------ Excerpt ------

If there are no theoretical impediments in Aristotelian natural philosophy to an evolutionary world view, then the reasons for past Aristotelians' failure to see the biological world's evolutionary character must have arisen from their errors of scientific fact. I see at least three. As I argued above, Aristotle lacked the scientific knowledge that has emerged, through the study of DNA, of the complex formality of the instruments of reproduction, sperm and egg, which would allow him to recognize the variety of sources of chance variation in animal reproduction. Second, Aristotle lacked the convergent evidence from comparative anatomy, embryology, biochemical analysis of enzymes and blood, taxonomy, fossil records, and the like, that has become available in the twentieth century and which makes it unreasonable to hold any but an evolutionary view in the science of biology. Third, as Benedict Ashley has pointed out, for many, many centuries Aristotelians falsely held that the terrestrial environment is unchanging, and an unchanging environment means no general evolutionary change. I think that it was only in the 1960's, with the explanation of plate tectonics, that a compelling causal understanding of our changing environment has been available.

------ Raw data ------

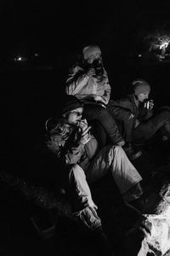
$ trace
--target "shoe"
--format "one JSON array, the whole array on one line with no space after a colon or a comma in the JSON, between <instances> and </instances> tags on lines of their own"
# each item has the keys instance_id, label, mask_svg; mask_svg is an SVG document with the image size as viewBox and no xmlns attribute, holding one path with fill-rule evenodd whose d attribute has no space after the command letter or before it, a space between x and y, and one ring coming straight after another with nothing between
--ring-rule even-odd
<instances>
[{"instance_id":1,"label":"shoe","mask_svg":"<svg viewBox=\"0 0 170 256\"><path fill-rule=\"evenodd\" d=\"M122 148L130 160L135 160L142 154L142 151L134 151L130 143L126 143Z\"/></svg>"}]
</instances>

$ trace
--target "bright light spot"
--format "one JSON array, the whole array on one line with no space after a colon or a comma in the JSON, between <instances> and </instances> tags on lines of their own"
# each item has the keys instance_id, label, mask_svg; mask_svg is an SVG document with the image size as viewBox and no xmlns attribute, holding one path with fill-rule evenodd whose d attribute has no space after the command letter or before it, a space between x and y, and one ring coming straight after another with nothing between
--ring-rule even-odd
<instances>
[{"instance_id":1,"label":"bright light spot","mask_svg":"<svg viewBox=\"0 0 170 256\"><path fill-rule=\"evenodd\" d=\"M17 57L17 61L22 61L22 57Z\"/></svg>"},{"instance_id":2,"label":"bright light spot","mask_svg":"<svg viewBox=\"0 0 170 256\"><path fill-rule=\"evenodd\" d=\"M169 43L166 42L166 43L163 43L160 45L160 49L162 49L163 47L167 48L167 45L168 45Z\"/></svg>"}]
</instances>

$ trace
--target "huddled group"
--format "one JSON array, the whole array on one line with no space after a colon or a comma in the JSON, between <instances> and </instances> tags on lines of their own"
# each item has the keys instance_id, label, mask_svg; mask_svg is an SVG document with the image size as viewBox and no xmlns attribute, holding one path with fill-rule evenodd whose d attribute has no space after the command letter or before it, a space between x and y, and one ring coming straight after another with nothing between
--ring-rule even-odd
<instances>
[{"instance_id":1,"label":"huddled group","mask_svg":"<svg viewBox=\"0 0 170 256\"><path fill-rule=\"evenodd\" d=\"M62 165L56 172L72 214L94 234L105 236L90 184L111 172L124 203L134 207L142 200L143 188L132 163L142 152L133 145L145 143L157 131L170 140L170 108L156 112L150 92L150 84L138 79L127 96L110 98L101 49L88 45L70 69L61 108L44 124L45 145Z\"/></svg>"}]
</instances>

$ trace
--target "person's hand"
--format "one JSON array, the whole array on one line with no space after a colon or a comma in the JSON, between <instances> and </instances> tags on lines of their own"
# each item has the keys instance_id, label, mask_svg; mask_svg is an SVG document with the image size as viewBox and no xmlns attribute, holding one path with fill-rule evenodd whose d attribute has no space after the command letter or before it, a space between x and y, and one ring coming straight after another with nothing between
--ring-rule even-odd
<instances>
[{"instance_id":1,"label":"person's hand","mask_svg":"<svg viewBox=\"0 0 170 256\"><path fill-rule=\"evenodd\" d=\"M88 143L90 139L91 136L88 133L88 131L91 129L91 126L87 127L84 131L80 135L80 140L79 140L79 144L85 145Z\"/></svg>"},{"instance_id":2,"label":"person's hand","mask_svg":"<svg viewBox=\"0 0 170 256\"><path fill-rule=\"evenodd\" d=\"M153 100L147 101L144 106L146 108L146 109L151 110L154 108Z\"/></svg>"},{"instance_id":3,"label":"person's hand","mask_svg":"<svg viewBox=\"0 0 170 256\"><path fill-rule=\"evenodd\" d=\"M154 108L154 102L153 102L153 100L150 100L149 109L151 110L153 108Z\"/></svg>"},{"instance_id":4,"label":"person's hand","mask_svg":"<svg viewBox=\"0 0 170 256\"><path fill-rule=\"evenodd\" d=\"M94 95L94 99L96 102L104 102L104 99L99 95Z\"/></svg>"},{"instance_id":5,"label":"person's hand","mask_svg":"<svg viewBox=\"0 0 170 256\"><path fill-rule=\"evenodd\" d=\"M94 77L95 76L95 70L94 68L89 68L86 74L88 76L88 77Z\"/></svg>"},{"instance_id":6,"label":"person's hand","mask_svg":"<svg viewBox=\"0 0 170 256\"><path fill-rule=\"evenodd\" d=\"M86 129L88 128L88 122L87 119L81 119L78 122L78 127L80 128L81 131L83 132L84 131L86 131Z\"/></svg>"}]
</instances>

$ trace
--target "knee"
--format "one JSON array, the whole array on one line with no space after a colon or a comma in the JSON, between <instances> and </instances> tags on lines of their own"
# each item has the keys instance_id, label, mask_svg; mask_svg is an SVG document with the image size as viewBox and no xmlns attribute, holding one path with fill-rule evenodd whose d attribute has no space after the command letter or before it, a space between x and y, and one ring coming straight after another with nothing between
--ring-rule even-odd
<instances>
[{"instance_id":1,"label":"knee","mask_svg":"<svg viewBox=\"0 0 170 256\"><path fill-rule=\"evenodd\" d=\"M120 156L124 154L124 151L121 146L114 145L111 146L110 150L115 156Z\"/></svg>"},{"instance_id":2,"label":"knee","mask_svg":"<svg viewBox=\"0 0 170 256\"><path fill-rule=\"evenodd\" d=\"M81 177L85 177L85 173L82 168L79 165L73 165L70 171L70 178L74 177L79 179Z\"/></svg>"}]
</instances>

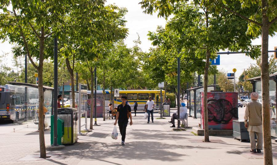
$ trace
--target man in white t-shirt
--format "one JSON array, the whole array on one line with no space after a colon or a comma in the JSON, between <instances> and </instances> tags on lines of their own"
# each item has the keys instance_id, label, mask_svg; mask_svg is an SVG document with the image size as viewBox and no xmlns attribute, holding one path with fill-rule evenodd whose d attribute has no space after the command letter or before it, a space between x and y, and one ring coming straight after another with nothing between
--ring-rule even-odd
<instances>
[{"instance_id":1,"label":"man in white t-shirt","mask_svg":"<svg viewBox=\"0 0 277 165\"><path fill-rule=\"evenodd\" d=\"M153 117L153 112L154 112L154 106L155 106L155 103L152 100L151 97L149 97L149 100L146 102L146 106L145 107L145 112L147 112L148 113L148 120L147 123L149 123L150 121L150 115L151 114L151 119L152 120L152 123L154 123L153 121L154 118Z\"/></svg>"}]
</instances>

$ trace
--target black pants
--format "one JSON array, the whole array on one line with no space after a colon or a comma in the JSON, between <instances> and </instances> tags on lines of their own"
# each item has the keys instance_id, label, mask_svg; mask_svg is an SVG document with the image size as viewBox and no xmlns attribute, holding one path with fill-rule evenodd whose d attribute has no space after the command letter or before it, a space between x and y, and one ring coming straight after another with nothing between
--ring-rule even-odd
<instances>
[{"instance_id":1,"label":"black pants","mask_svg":"<svg viewBox=\"0 0 277 165\"><path fill-rule=\"evenodd\" d=\"M149 110L147 110L147 113L148 113L148 121L149 122L150 121L150 114L151 114L151 120L152 120L152 121L153 121L154 120L154 117L153 117L153 113L154 112L154 110L152 109L151 111L149 111Z\"/></svg>"},{"instance_id":2,"label":"black pants","mask_svg":"<svg viewBox=\"0 0 277 165\"><path fill-rule=\"evenodd\" d=\"M175 125L175 119L177 119L178 117L178 116L177 115L177 114L175 113L173 114L172 115L172 117L171 117L171 123L172 123L172 124L173 125Z\"/></svg>"},{"instance_id":3,"label":"black pants","mask_svg":"<svg viewBox=\"0 0 277 165\"><path fill-rule=\"evenodd\" d=\"M126 128L128 125L128 122L118 122L118 126L119 128L119 131L121 135L121 140L125 141L125 137L126 136Z\"/></svg>"}]
</instances>

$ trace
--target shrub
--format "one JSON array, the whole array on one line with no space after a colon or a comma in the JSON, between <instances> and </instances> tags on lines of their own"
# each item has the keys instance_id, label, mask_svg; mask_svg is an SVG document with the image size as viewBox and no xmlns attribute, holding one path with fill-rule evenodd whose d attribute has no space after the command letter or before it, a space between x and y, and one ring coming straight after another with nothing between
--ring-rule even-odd
<instances>
[{"instance_id":1,"label":"shrub","mask_svg":"<svg viewBox=\"0 0 277 165\"><path fill-rule=\"evenodd\" d=\"M170 108L174 108L176 107L176 96L173 93L167 93L167 99L170 99Z\"/></svg>"}]
</instances>

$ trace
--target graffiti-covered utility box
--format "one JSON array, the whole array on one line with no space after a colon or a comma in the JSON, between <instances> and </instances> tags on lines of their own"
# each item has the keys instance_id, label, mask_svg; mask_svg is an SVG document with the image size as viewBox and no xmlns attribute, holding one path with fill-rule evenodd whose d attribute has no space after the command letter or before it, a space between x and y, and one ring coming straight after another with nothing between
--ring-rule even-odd
<instances>
[{"instance_id":1,"label":"graffiti-covered utility box","mask_svg":"<svg viewBox=\"0 0 277 165\"><path fill-rule=\"evenodd\" d=\"M201 92L201 128L204 125L204 92ZM233 129L233 120L238 119L238 93L208 92L209 129Z\"/></svg>"}]
</instances>

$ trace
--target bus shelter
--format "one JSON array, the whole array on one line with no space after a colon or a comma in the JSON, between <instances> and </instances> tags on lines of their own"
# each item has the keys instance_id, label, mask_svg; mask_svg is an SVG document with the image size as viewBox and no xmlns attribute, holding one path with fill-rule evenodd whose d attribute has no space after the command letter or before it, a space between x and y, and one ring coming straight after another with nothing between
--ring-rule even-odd
<instances>
[{"instance_id":1,"label":"bus shelter","mask_svg":"<svg viewBox=\"0 0 277 165\"><path fill-rule=\"evenodd\" d=\"M253 92L259 94L257 100L262 103L262 82L261 77L248 79L253 87ZM277 107L276 106L276 93L277 89L277 73L269 75L269 105L270 106L271 130L271 136L277 137Z\"/></svg>"},{"instance_id":2,"label":"bus shelter","mask_svg":"<svg viewBox=\"0 0 277 165\"><path fill-rule=\"evenodd\" d=\"M13 110L15 118L15 124L31 121L38 124L38 89L37 84L18 82L8 82L7 88L14 91L10 96L12 98L11 104L14 104ZM53 113L54 88L44 86L44 106L48 111L45 114L45 126L49 128L50 117Z\"/></svg>"},{"instance_id":3,"label":"bus shelter","mask_svg":"<svg viewBox=\"0 0 277 165\"><path fill-rule=\"evenodd\" d=\"M208 91L215 89L215 85L208 85ZM187 90L187 104L190 116L197 118L201 117L201 95L204 92L204 87L201 86L188 89Z\"/></svg>"}]
</instances>

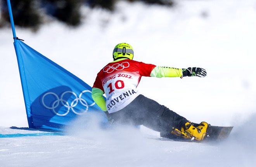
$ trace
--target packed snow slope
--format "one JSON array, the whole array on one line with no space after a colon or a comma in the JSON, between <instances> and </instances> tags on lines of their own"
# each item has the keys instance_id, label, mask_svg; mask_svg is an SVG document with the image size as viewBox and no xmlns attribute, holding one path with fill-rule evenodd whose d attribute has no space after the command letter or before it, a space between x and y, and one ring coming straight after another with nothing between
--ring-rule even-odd
<instances>
[{"instance_id":1,"label":"packed snow slope","mask_svg":"<svg viewBox=\"0 0 256 167\"><path fill-rule=\"evenodd\" d=\"M102 131L83 117L66 136L0 139L0 166L255 166L256 2L177 1L175 8L119 2L113 12L83 8L71 29L49 22L36 33L16 27L27 44L92 85L126 42L134 59L156 65L205 68L204 78L144 77L144 95L192 122L234 126L224 142L206 144L147 138L143 126ZM0 30L0 134L36 133L28 127L10 27ZM31 131L32 132L31 132Z\"/></svg>"}]
</instances>

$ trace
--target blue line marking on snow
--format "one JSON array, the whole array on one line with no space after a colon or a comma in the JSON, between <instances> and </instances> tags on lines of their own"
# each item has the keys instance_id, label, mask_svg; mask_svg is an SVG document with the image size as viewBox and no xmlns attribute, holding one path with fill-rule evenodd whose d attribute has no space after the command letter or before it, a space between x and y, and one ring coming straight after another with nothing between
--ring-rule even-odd
<instances>
[{"instance_id":1,"label":"blue line marking on snow","mask_svg":"<svg viewBox=\"0 0 256 167\"><path fill-rule=\"evenodd\" d=\"M60 132L39 133L15 133L11 134L0 134L0 138L29 137L42 136L64 136Z\"/></svg>"}]
</instances>

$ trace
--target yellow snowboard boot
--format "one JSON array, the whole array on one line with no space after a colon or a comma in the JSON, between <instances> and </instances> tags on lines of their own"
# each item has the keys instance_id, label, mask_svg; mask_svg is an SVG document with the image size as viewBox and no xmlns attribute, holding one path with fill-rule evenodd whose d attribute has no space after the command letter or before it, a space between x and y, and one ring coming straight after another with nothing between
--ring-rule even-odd
<instances>
[{"instance_id":1,"label":"yellow snowboard boot","mask_svg":"<svg viewBox=\"0 0 256 167\"><path fill-rule=\"evenodd\" d=\"M184 128L182 128L181 131L189 136L191 140L201 141L206 135L206 130L208 124L205 122L202 122L195 127L190 122L187 122Z\"/></svg>"}]
</instances>

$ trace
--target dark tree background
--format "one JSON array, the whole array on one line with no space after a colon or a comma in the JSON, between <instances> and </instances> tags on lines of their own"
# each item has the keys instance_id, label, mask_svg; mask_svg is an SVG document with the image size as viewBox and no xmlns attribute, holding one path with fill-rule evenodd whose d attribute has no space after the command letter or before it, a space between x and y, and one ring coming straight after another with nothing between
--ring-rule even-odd
<instances>
[{"instance_id":1,"label":"dark tree background","mask_svg":"<svg viewBox=\"0 0 256 167\"><path fill-rule=\"evenodd\" d=\"M173 0L127 0L131 2L142 1L149 4L172 6ZM21 27L37 29L43 23L43 15L56 18L69 26L76 27L81 23L81 7L100 7L114 10L118 0L11 0L14 22ZM6 0L0 0L2 15L0 27L9 24L10 19Z\"/></svg>"}]
</instances>

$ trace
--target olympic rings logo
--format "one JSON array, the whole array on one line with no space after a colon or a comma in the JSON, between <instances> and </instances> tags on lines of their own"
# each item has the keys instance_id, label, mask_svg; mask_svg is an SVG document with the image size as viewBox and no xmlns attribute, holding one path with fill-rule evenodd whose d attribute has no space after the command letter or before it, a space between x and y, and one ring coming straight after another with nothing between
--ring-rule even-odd
<instances>
[{"instance_id":1,"label":"olympic rings logo","mask_svg":"<svg viewBox=\"0 0 256 167\"><path fill-rule=\"evenodd\" d=\"M115 70L119 71L128 67L130 66L130 64L127 61L123 62L121 64L116 63L112 65L112 66L107 66L103 68L103 72L107 72L107 73L111 73Z\"/></svg>"},{"instance_id":2,"label":"olympic rings logo","mask_svg":"<svg viewBox=\"0 0 256 167\"><path fill-rule=\"evenodd\" d=\"M72 111L73 111L74 113L78 115L82 115L87 111L89 107L92 106L95 104L95 102L94 102L91 104L88 105L87 102L86 102L86 101L85 101L85 100L81 98L83 94L86 92L89 92L92 93L92 92L90 90L85 90L82 92L79 95L79 96L78 97L76 94L73 92L67 91L64 92L62 94L60 98L59 97L59 96L57 95L57 94L52 92L49 92L46 93L43 95L43 97L42 97L42 103L43 103L43 106L45 106L45 108L52 110L52 111L55 114L59 116L65 116L65 115L67 115L67 113L68 113L69 112L70 109L71 109ZM63 96L64 95L65 95L65 94L67 93L73 94L75 96L75 99L74 99L73 101L72 101L70 104L69 104L67 101L63 99ZM47 106L45 103L45 98L47 95L50 94L53 95L57 98L57 100L56 100L53 102L53 103L52 103L52 105L51 107ZM86 107L86 109L85 110L83 110L82 112L78 112L76 111L74 109L74 107L75 107L78 104L78 101L80 102L82 104L82 105L83 105L83 106ZM67 110L64 114L59 114L55 111L55 109L60 104L60 102L61 102L61 104L62 105L67 108Z\"/></svg>"}]
</instances>

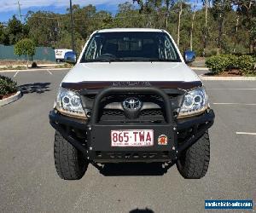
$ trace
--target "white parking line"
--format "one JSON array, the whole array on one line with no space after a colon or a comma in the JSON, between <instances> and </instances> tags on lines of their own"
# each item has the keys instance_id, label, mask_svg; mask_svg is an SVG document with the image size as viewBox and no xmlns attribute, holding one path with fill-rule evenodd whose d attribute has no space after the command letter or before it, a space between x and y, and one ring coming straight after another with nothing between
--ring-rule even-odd
<instances>
[{"instance_id":1,"label":"white parking line","mask_svg":"<svg viewBox=\"0 0 256 213\"><path fill-rule=\"evenodd\" d=\"M48 72L50 75L52 75L52 72L51 72L49 70L47 70L47 72Z\"/></svg>"},{"instance_id":2,"label":"white parking line","mask_svg":"<svg viewBox=\"0 0 256 213\"><path fill-rule=\"evenodd\" d=\"M16 72L15 72L15 74L14 75L14 78L15 78L16 77L16 75L19 73L19 71L17 71Z\"/></svg>"},{"instance_id":3,"label":"white parking line","mask_svg":"<svg viewBox=\"0 0 256 213\"><path fill-rule=\"evenodd\" d=\"M256 106L256 104L244 104L244 103L212 103L213 105L244 105L244 106Z\"/></svg>"},{"instance_id":4,"label":"white parking line","mask_svg":"<svg viewBox=\"0 0 256 213\"><path fill-rule=\"evenodd\" d=\"M236 132L236 135L256 135L256 132Z\"/></svg>"}]
</instances>

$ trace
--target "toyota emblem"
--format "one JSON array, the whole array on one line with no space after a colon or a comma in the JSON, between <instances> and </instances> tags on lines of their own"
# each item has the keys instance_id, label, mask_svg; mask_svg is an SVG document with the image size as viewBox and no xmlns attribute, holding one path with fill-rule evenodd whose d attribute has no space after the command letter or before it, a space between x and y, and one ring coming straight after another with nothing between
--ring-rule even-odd
<instances>
[{"instance_id":1,"label":"toyota emblem","mask_svg":"<svg viewBox=\"0 0 256 213\"><path fill-rule=\"evenodd\" d=\"M124 109L127 110L139 110L142 107L142 102L138 98L126 98L123 101Z\"/></svg>"}]
</instances>

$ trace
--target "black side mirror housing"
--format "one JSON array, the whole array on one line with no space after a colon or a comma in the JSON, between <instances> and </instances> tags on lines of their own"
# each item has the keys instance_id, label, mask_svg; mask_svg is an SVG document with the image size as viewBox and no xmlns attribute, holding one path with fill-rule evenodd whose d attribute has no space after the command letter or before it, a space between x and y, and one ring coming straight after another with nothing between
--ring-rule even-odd
<instances>
[{"instance_id":1,"label":"black side mirror housing","mask_svg":"<svg viewBox=\"0 0 256 213\"><path fill-rule=\"evenodd\" d=\"M187 50L184 52L184 60L186 64L192 63L195 60L195 53Z\"/></svg>"}]
</instances>

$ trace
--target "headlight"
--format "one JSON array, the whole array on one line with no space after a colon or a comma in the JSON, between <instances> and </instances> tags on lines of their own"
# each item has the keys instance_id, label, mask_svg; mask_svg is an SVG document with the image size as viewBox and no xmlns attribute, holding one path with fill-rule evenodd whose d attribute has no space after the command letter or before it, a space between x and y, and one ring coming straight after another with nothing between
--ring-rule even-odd
<instances>
[{"instance_id":1,"label":"headlight","mask_svg":"<svg viewBox=\"0 0 256 213\"><path fill-rule=\"evenodd\" d=\"M71 117L86 118L82 107L80 96L77 92L60 88L55 108L61 113Z\"/></svg>"},{"instance_id":2,"label":"headlight","mask_svg":"<svg viewBox=\"0 0 256 213\"><path fill-rule=\"evenodd\" d=\"M208 107L208 95L203 87L196 88L185 94L178 118L199 114Z\"/></svg>"}]
</instances>

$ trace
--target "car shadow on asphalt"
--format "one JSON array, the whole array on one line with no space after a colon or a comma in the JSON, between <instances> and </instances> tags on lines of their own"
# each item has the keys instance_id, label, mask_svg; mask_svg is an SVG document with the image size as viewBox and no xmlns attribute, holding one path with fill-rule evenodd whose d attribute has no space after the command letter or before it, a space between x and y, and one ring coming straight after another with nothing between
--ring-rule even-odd
<instances>
[{"instance_id":1,"label":"car shadow on asphalt","mask_svg":"<svg viewBox=\"0 0 256 213\"><path fill-rule=\"evenodd\" d=\"M105 164L102 167L95 165L105 176L163 176L173 165L172 163L119 163ZM164 165L164 166L163 166Z\"/></svg>"},{"instance_id":2,"label":"car shadow on asphalt","mask_svg":"<svg viewBox=\"0 0 256 213\"><path fill-rule=\"evenodd\" d=\"M136 209L131 210L129 213L154 213L154 211L150 209Z\"/></svg>"},{"instance_id":3,"label":"car shadow on asphalt","mask_svg":"<svg viewBox=\"0 0 256 213\"><path fill-rule=\"evenodd\" d=\"M49 84L50 83L32 83L20 85L18 87L18 89L23 95L29 93L42 94L50 91L50 89L49 89Z\"/></svg>"}]
</instances>

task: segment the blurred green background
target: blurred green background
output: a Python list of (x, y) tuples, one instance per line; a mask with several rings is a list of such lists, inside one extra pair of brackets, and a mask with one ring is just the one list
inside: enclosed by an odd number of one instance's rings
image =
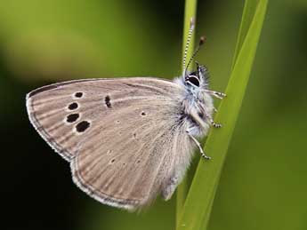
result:
[[(196, 37), (207, 43), (197, 59), (212, 89), (227, 85), (243, 6), (198, 3)], [(1, 229), (174, 229), (175, 196), (128, 213), (74, 186), (67, 162), (30, 125), (25, 95), (68, 79), (179, 75), (183, 7), (182, 0), (0, 1)], [(307, 1), (271, 0), (209, 229), (307, 228), (306, 41)]]

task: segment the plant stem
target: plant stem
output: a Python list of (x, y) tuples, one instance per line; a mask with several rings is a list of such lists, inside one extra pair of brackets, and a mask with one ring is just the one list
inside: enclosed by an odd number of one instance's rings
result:
[[(190, 20), (191, 19), (196, 21), (196, 9), (197, 9), (197, 0), (186, 0), (185, 6), (184, 6), (184, 21), (183, 21), (183, 35), (182, 35), (182, 58), (184, 55), (185, 45), (187, 43), (189, 29), (190, 27)], [(192, 56), (194, 47), (194, 33), (191, 36), (190, 43), (190, 49), (188, 50), (187, 60)], [(183, 67), (182, 71), (183, 72)], [(185, 198), (187, 196), (189, 190), (188, 186), (188, 178), (185, 177), (181, 183), (181, 185), (177, 188), (177, 196), (176, 196), (176, 226), (178, 227), (178, 224), (181, 219), (182, 216), (182, 210), (185, 202)]]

------

- _Actions to take_:
1. Render this sentence from the passage on Aristotelian philosophy and evolution into Spanish: "Third, as Benedict Ashley has pointed out, for many, many centuries Aristotelians falsely held that the terrestrial environment is unchanging, and an unchanging environment means no general evolutionary change."
2. Pick up the passage on Aristotelian philosophy and evolution after its final sentence and carry it forward.

- _Responses per task_:
1. Tercero, como ha señalado Benedict Ashley, durante muchos, muchos siglos los aristotélicos sostuvieron erróneamente que el entorno terrestre es inmutable, y un entorno inmutable significa que no hay cambio evolutivo general.

2.
Aristotelian natural philosophy can accommodate the facts of a world in balance in which no new species arise or of an evolving biosphere in which new species arise; it was more reasonable for Aristotelian philosophers like Aristotle and Thomas Aquinas, given the scientific information available, to conclude that the natural world does not evolve. It is more reasonable for natural philosophers today to hold and understand the evolutionary origins of new species with Aristotelian natural principles.